Bagian Dokumen:
-------------------------

Dalam pengerjaan aplikasi peta
persampahan Kota Bandung, ada 2 tugas yang harus dilakukan. Team pertama
membuat aplikasinya. Dalam pembuatan aplikasi, pihak pendonor mewajibkan
aplikasi buatan anak negeri.
Team kedua adalah team surveyor.
Nah, saya bersama teman-teman generasi Z masuk ke dalam team surveyor. Ya iyalah,
saya nggak mungkin masuk team start up. Saya nggak paham coding. Lihat huruf-huruf berhamburan, langsung pening
deh.😢😢
Tugas surveyor sebenarnya gampang
banget. Cuma mendatangi lokasi yang telah ditentukan, kemudian memasukkan hasil
temuan sesuai titik ordinat ke dalam aplikasi. Hasil temuan berupa data gambar,
kategori pengelola sampah, pemilik dan lainnya, dijabarkan secara mendetail ke dalam tulisan di blog. Link tulisan
dishare/dikampanyekan di media sosial.
Saat pertemuan/pelatihan pertama
saya merasa bersyukur tidak bertugas sebagai ketua team pelaksana. Bikin
mendadak darting! Kan sudah jelas, sejak awal calon peserta harus mengisi G- Form
dengan nama blog, nama media sosial dan lainnya. Nyatanya ada yang hanya punya
Instagram, nggak punya twitter dan facebook. Ada yang punya akun media sosial
dengan lengkap, tapi gak punya blog. Padahal mereka hasil sortiran dari ribuan
pendaftar lho.
Kisah pilu belum berakhir. Banyak
anggota team yang berasal dari generasi Z berjatuhan sebelum mencapai finish. Beragam
alasannya. Ada yang harus pindah kost. Ada yang sedang ikut ujian, dan lain
sebagainya.
Alasan yang bikin bingung. Bukankah sebelum memulai tugas, setiap peserta harus
menandatangi kontrak? Isinya kurang lebih mengenai kesanggupan menyelesaikan
tugas selama sekian waktu dengan “do dan don’t” yang disepakati bersama.

-------------------------

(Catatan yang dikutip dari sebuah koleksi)

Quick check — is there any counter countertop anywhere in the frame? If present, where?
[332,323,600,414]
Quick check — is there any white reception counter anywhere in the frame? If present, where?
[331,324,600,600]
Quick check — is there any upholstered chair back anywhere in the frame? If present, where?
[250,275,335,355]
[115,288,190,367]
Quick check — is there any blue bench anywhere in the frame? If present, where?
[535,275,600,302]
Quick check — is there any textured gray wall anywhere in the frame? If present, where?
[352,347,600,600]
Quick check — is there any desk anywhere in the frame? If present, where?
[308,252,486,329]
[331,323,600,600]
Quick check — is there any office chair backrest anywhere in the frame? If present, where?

-------------------------

Tugas yang Dikerjakan:
[1] Dalam teks tentang pengerjaan aplikasi peta persampahan Kota Bandung, apa yang diwajibkan pihak pendonor dalam pembuatan aplikasinya?
[2] Perbarui bagian teks tentang aplikasi peta persampahan Kota Bandung mulai dari "Nah, saya bersama" sampai "di media sosial.", termasuk keduanya, dan ganti "media sosial" dengan "jejaring sosial".
[3] Tulis lanjutan teks tentang pengalaman menjadi surveyor peta persampahan Kota Bandung setelah kalimat terakhirnya.

Jawaban Tiap Tugas:
[1] Pihak pendonor mewajibkan aplikasi buatan anak negeri.

[2]
Nah, saya bersama teman-teman generasi Z masuk ke dalam team surveyor. Ya iyalah,
saya nggak mungkin masuk team start up. Saya nggak paham coding. Lihat huruf-huruf berhamburan, langsung pening
deh.😢😢
Tugas surveyor sebenarnya gampang
banget. Cuma mendatangi lokasi yang telah ditentukan, kemudian memasukkan hasil
temuan sesuai titik ordinat ke dalam aplikasi. Hasil temuan berupa data gambar,
kategori pengelola sampah, pemilik dan lainnya, dijabarkan secara mendetail ke dalam tulisan di blog. Link tulisan
dishare/dikampanyekan di jejaring sosial.

[3]
Sepintas nampaknya kelompok
generasi Z ini menyepelekan dan tidak bertanggung jawab. Namun jika mau
ditelisik lebih dalam, ketua team/pengawas melupakan bahwa harusnya ada
pendekatan berbeda antara generasi Z dengan generasi sebelumnya.
Paling tidak 3 cara berkomunikasi
ini harus diterapkan pada anggota yang termasuk generasi Z.
3 Tips Berkomunikasi Dengan Generasi Z
1. Ajak Generasi Z Menembus Kabut Peradaban
Akibat kabut peradaban, generasi Z
merasa gelisah. Mereka tahu, sekaligus tidak tahu karena sudah berjarak terlalu
jauh dari alam.
Sehingga ketika misalnya, mereka membaca hasil
penelitian Jenna Jambeck (seorang profesor teknik lingkungan dari University of
Georgia, AS) yang menyatakan Indonesia sebagai negara terbesar kedua penyumbang
sampah ke laut, atau sekitar 187,2 juta
ton, mereka merasa galau.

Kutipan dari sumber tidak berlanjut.